▸ **Consigne A**: Reproduisez le passage du texte sur les certificats de nationalité, de « -----Les Rapatriés d'origine » à « toujours été français. ».
▸ **Consigne B**: Repérez, parmi les lignes fournies, chacune de celles qui contiennent le mot « screenshot », puis recopiez-les.

▸ **Texte fourni**:
****

Il aurait donc suffi de 4 documents pour cela, mais après 15 mois
de démarches répétées, l'intéressé
est toujours sans papiers et chose plus grave se trouve, de ce fait sans
possibilité de travailler pour gagner sa vie. Une employée
du Greffe, montrant par là qu'elle n'avait rien compris, ne lui
a-t-elle pas demandé pourquoi il ne formulait pas une demande de
réintégration à la Préfecture. A côté
de cela, un français de fraîche date, un immigré ayant
obtenu sa naturalisation depuis quelques années seulement se verra
délivrer un certificat de nationalité sans discussion en
quelques jours.
-----Tout se passe donc exactement comme
à Metz en 1919. Existe-t-il encore quelque "Général-Gouverneur"
capable de mettre fin à ces abus ?
-----Pour remédier à un état
des choses qui devient insupportable aussi bien pour les rapatriés
que pour les coloniaux et les fonctionnaires de tous grades du ministère
des Affaires Etrangères, il suffirait probablement de rendre la
responsabilité de la délivrance des certificats aux seuls
magistrats et d'accorder aux attestations de nationalité établies
par la Direction de la Population installée à Rezé
la même valeur probante que celle des certificats de nationalité.
On peut espérer qu'alors cessera le règne des tyranneaux
de guichet.
-----Les Rapatriés d'origine nord-africaine
ayant choisi de conserver la nationalité française et leurs
enfants s'étonnent de nouvelles dispositions les obligeant à
apporter dans de nombreuses démarches la preuve de leur nationalité.
Ils constatent avec colère que le Greffe de Rouen emploie dans
la rédaction des certificats une terminologie falsifiante laissant
entendre qu'ils n'ont pas toujours été français.

****

▸ **Données de l'exercice**:

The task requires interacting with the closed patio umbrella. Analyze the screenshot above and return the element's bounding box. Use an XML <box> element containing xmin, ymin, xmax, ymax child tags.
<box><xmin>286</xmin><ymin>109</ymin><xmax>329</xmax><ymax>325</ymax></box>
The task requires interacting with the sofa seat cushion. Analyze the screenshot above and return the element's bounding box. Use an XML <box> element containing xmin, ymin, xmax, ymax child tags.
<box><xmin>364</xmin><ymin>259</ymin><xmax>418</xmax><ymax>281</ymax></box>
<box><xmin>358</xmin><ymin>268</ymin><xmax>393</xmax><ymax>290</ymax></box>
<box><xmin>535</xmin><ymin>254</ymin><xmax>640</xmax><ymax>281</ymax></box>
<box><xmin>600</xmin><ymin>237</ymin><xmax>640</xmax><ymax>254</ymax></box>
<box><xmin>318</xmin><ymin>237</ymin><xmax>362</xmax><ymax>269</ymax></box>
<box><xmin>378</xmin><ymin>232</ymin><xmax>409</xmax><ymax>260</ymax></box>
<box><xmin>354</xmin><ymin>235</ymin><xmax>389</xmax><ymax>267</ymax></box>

****

▸ **Résultat de l'exercice A**:
-----Les Rapatriés d'origine nord-africaine
ayant choisi de conserver la nationalité française et leurs
enfants s'étonnent de nouvelles dispositions les obligeant à
apporter dans de nombreuses démarches la preuve de leur nationalité.
Ils constatent avec colère que le Greffe de Rouen emploie dans
la rédaction des certificats une terminologie falsifiante laissant
entendre qu'ils n'ont pas toujours été français.

▸ **Résultat de l'exercice B**:
The task requires interacting with the closed patio umbrella. Analyze the screenshot above and return the element's bounding box. Use an XML <box> element containing xmin, ymin, xmax, ymax child tags.
The task requires interacting with the sofa seat cushion. Analyze the screenshot above and return the element's bounding box. Use an XML <box> element containing xmin, ymin, xmax, ymax child tags.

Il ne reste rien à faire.